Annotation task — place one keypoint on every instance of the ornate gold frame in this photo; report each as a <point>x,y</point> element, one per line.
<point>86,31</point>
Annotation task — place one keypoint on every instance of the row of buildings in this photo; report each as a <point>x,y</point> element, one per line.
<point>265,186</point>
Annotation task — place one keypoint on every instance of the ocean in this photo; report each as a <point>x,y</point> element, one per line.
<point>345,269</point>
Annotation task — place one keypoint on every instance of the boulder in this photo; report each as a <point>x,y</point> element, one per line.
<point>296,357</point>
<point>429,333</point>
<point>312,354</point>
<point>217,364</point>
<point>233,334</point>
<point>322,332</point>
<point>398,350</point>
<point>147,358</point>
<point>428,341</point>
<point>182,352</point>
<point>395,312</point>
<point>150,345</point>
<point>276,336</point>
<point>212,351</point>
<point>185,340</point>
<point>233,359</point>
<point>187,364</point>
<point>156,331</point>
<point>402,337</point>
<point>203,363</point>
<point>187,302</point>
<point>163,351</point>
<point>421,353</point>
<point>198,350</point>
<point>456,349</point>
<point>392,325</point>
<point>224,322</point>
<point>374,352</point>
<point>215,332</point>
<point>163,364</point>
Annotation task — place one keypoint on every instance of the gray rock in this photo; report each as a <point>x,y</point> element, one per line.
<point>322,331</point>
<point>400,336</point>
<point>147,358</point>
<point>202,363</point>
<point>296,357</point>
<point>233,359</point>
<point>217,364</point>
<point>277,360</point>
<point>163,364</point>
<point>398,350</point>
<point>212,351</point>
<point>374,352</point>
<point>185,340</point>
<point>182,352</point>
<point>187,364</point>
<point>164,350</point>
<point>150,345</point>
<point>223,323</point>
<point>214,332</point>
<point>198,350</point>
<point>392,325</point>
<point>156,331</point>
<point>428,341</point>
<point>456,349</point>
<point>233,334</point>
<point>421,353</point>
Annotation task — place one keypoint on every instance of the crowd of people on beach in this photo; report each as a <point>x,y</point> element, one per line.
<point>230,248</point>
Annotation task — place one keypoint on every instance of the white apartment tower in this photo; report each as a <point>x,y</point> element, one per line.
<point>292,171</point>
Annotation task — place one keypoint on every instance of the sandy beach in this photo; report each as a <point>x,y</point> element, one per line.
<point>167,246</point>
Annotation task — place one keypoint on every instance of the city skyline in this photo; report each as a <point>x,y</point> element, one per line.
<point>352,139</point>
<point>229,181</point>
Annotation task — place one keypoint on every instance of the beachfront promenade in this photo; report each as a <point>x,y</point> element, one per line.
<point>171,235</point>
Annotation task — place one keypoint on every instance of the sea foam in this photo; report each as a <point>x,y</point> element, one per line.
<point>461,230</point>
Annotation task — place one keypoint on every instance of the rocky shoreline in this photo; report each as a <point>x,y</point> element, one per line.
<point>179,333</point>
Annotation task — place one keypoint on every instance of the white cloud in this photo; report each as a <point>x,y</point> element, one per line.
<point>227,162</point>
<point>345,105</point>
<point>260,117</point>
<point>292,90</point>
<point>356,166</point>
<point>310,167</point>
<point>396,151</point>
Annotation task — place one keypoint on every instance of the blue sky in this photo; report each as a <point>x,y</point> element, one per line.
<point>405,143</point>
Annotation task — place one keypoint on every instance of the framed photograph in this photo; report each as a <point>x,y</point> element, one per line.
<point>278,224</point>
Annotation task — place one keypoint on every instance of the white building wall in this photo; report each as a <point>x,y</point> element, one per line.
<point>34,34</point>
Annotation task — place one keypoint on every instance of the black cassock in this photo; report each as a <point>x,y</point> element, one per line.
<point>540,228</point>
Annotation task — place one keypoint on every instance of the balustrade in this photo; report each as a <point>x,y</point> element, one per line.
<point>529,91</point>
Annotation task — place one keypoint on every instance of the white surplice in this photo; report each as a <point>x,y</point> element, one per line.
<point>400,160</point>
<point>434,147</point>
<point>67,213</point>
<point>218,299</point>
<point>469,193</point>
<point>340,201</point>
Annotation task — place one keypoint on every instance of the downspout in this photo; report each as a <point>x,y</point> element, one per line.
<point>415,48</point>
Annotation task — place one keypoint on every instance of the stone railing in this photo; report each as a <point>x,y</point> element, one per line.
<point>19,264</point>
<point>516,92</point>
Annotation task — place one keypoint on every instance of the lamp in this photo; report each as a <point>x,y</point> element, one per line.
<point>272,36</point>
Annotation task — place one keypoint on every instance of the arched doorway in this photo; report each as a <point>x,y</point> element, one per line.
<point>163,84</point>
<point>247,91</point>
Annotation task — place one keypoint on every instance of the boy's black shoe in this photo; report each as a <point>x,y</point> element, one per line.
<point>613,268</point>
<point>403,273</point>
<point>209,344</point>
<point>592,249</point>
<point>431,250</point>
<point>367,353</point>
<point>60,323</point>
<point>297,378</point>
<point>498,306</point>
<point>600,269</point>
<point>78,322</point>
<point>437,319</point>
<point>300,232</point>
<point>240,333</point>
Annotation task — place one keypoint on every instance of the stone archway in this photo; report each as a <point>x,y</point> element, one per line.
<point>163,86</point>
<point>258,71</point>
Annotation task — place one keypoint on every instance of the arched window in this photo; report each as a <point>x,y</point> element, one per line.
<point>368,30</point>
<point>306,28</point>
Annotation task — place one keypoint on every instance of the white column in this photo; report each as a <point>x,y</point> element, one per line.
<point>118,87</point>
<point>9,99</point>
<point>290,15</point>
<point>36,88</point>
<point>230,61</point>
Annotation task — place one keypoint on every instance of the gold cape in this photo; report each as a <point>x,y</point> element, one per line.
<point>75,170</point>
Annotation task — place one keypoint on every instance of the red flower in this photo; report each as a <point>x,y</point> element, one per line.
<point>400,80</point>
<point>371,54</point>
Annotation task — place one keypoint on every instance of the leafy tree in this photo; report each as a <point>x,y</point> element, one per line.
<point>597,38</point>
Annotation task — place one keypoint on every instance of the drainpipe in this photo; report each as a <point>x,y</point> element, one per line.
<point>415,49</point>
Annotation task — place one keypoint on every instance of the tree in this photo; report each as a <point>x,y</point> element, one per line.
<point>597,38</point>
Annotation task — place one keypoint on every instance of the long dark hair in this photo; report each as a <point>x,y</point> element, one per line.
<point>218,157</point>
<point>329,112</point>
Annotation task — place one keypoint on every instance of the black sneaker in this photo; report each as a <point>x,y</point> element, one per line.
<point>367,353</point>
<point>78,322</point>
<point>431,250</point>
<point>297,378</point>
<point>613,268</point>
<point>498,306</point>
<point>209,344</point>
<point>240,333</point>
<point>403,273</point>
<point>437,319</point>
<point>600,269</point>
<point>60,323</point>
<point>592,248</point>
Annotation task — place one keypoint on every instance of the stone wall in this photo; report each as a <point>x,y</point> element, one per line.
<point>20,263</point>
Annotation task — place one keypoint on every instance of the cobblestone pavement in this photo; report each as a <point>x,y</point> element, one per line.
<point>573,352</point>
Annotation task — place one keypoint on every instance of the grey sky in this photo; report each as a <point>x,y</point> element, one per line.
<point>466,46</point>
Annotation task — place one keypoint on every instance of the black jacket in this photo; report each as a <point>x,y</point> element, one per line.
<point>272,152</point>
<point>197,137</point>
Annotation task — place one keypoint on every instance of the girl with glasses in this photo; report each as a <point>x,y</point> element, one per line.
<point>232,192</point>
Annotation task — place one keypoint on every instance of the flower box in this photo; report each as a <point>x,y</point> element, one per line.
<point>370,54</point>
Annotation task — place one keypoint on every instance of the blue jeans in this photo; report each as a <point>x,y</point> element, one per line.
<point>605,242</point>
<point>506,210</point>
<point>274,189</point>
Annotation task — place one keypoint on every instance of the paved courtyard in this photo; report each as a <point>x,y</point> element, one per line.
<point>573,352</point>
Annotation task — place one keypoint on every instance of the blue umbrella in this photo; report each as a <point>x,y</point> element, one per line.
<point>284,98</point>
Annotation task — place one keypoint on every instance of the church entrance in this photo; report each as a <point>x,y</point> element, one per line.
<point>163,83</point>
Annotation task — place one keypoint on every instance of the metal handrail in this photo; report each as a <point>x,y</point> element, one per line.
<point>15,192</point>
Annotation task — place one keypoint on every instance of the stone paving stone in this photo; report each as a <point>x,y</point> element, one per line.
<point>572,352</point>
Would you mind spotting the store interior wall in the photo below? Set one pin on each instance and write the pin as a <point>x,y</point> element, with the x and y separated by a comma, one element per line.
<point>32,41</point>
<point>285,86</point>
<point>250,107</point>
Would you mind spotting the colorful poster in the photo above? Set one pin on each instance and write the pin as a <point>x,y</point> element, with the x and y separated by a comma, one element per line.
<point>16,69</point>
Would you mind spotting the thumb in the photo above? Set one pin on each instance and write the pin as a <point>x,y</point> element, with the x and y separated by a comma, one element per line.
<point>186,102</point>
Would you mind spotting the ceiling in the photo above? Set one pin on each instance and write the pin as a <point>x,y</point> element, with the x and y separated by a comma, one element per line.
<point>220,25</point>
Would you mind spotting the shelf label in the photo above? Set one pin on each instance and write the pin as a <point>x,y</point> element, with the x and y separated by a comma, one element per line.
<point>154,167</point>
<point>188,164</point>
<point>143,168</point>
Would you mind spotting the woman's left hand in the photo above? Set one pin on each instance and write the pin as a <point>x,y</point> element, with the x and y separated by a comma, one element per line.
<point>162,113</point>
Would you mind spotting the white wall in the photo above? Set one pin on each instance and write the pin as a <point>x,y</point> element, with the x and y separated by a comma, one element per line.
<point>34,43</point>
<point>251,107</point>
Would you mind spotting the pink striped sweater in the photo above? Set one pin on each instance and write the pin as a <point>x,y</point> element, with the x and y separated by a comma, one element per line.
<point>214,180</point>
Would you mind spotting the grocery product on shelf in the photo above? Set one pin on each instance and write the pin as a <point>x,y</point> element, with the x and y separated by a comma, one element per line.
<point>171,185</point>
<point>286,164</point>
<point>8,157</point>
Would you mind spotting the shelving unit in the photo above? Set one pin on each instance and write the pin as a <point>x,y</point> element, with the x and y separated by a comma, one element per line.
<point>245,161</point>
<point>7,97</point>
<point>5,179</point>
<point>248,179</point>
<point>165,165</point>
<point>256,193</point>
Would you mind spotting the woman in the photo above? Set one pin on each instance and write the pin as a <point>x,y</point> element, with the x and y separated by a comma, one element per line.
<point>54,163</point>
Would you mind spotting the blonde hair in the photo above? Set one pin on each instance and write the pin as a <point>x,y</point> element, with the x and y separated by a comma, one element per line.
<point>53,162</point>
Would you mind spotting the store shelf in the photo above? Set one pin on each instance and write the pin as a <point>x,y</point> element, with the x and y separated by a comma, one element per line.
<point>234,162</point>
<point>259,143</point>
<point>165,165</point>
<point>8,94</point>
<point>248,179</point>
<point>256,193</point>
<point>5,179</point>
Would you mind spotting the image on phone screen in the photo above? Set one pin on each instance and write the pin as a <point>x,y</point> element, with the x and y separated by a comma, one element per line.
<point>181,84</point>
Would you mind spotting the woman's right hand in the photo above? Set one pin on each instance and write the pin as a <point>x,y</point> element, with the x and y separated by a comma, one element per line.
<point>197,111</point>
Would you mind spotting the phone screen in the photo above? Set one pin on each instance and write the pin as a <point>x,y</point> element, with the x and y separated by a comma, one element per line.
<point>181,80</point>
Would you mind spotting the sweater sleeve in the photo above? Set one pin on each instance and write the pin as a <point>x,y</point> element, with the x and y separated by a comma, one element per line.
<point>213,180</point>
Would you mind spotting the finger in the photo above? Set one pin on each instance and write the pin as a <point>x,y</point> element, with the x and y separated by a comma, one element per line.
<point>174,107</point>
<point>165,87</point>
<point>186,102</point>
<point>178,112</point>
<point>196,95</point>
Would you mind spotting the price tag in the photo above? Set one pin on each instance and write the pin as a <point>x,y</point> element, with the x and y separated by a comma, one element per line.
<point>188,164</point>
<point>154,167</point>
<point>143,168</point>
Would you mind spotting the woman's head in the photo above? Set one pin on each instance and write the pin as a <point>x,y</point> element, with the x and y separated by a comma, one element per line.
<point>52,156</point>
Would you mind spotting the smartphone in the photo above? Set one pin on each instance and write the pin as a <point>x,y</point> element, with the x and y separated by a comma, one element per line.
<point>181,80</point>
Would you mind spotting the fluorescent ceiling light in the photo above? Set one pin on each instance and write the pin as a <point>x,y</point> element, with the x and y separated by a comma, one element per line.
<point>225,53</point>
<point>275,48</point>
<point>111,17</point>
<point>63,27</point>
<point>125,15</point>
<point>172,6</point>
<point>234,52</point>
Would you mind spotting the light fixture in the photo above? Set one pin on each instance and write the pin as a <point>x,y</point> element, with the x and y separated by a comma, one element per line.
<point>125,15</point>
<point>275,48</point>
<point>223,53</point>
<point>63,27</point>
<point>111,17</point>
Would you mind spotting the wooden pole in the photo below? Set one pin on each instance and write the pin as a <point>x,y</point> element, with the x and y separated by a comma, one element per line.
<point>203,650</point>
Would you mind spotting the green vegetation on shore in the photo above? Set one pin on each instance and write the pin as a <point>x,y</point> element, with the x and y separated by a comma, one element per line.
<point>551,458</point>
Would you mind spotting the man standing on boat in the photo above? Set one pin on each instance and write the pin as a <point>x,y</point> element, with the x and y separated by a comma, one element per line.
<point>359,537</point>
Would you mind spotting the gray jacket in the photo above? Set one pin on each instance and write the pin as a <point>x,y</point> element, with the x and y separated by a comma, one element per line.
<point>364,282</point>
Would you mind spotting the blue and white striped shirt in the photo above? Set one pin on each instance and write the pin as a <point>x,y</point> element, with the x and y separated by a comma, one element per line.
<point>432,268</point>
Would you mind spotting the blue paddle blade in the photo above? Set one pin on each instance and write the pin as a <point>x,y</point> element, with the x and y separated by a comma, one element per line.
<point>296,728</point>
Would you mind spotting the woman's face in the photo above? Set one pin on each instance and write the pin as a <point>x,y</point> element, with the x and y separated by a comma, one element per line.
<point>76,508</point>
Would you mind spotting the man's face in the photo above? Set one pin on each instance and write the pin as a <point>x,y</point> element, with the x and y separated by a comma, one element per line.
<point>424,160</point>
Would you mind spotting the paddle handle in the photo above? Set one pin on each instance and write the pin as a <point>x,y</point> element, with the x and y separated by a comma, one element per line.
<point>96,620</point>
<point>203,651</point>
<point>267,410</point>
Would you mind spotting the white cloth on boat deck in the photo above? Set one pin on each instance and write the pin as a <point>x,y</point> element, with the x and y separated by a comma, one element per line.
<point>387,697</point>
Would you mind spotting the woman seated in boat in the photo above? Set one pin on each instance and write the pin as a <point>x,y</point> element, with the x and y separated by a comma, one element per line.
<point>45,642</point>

+++

* **Work required**
Nothing but the lines from the one containing "Would you mind spotting the woman seated" through the end of the material should appear; please return them exactly.

* **Reply**
Would you mind spotting the woman seated in boat in the photo above? Set one pin on each instance and write the pin as a <point>x,y</point> element, with the x and y separated by a comma, one element per line.
<point>45,642</point>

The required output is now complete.